-- Entries supplied follows --

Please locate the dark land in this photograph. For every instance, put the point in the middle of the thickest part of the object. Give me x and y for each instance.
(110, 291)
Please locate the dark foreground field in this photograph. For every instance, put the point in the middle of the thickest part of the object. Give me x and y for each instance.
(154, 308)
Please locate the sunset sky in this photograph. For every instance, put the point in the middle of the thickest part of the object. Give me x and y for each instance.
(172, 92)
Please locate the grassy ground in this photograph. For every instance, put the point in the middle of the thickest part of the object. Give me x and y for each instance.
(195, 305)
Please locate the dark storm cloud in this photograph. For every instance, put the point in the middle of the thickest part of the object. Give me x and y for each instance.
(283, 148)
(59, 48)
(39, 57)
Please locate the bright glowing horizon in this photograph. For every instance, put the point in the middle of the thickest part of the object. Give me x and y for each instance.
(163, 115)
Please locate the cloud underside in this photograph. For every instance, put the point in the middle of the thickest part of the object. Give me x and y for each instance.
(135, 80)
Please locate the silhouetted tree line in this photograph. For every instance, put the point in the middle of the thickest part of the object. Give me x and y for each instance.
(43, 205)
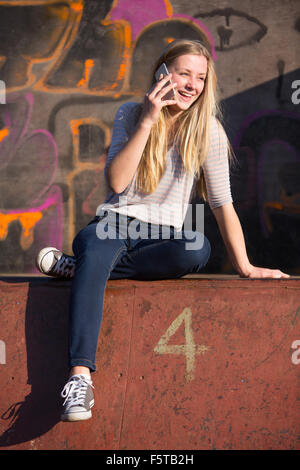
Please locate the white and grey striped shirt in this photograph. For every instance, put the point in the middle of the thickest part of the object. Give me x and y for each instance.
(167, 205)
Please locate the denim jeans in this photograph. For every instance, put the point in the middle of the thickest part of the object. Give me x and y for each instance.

-- Entries supplied concluded --
-- Entries supplied follows --

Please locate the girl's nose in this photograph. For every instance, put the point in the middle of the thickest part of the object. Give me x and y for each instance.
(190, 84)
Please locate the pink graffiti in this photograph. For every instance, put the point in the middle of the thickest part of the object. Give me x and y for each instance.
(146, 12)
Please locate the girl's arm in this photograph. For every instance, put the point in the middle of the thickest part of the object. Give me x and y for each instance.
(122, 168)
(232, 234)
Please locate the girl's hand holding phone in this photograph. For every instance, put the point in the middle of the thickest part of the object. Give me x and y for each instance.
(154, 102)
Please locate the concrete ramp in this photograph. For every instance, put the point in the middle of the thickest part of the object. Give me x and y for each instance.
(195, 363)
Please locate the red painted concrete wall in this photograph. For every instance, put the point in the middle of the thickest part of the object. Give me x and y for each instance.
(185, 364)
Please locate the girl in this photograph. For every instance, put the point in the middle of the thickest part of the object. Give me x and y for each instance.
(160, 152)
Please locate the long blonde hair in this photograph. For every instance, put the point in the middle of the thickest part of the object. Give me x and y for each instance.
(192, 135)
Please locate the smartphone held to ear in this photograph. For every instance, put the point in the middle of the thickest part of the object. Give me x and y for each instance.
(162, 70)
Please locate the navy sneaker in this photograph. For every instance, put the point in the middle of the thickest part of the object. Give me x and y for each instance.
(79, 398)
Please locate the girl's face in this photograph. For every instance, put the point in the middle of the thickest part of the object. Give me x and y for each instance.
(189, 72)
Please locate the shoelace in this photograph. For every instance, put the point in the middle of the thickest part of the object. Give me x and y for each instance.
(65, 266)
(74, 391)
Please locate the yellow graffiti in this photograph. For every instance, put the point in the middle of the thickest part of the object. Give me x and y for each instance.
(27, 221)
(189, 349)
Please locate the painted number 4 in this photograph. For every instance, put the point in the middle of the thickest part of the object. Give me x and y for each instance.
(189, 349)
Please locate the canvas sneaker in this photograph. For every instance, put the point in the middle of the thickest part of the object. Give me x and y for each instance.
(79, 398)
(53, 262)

-- Entries supplied concluded --

■ Task goal:
Set down, exactly as written above, each line from the one with "Please locate the bright" through the one with "Please locate the denim", and skip the pictures.

■ Response to the task:
Please locate the bright glowing horizon in this photograph. For every instance, put the point in the middle of the thickest part of the object. Give me x and y for each instance.
(163, 115)
Please locate the cloud underside in this photograph. For every instance, put the point in the middle of the thickest part of the object. Give me x and y for each instance.
(135, 80)
Please locate the silhouetted tree line in this photograph. For every instance, put the point in the middle of the thickest part of the object. Give me x and y for each instance.
(43, 205)
Please locate the white and grey striped shirt in this photograph. For every instance, put the point in the middle of the thickest part of the object. Give me x and y for each instance.
(167, 205)
Please locate the denim jeans in this photograph. For every instance, put the point in the middle of the thickest part of the object. Give me x and y for each instance.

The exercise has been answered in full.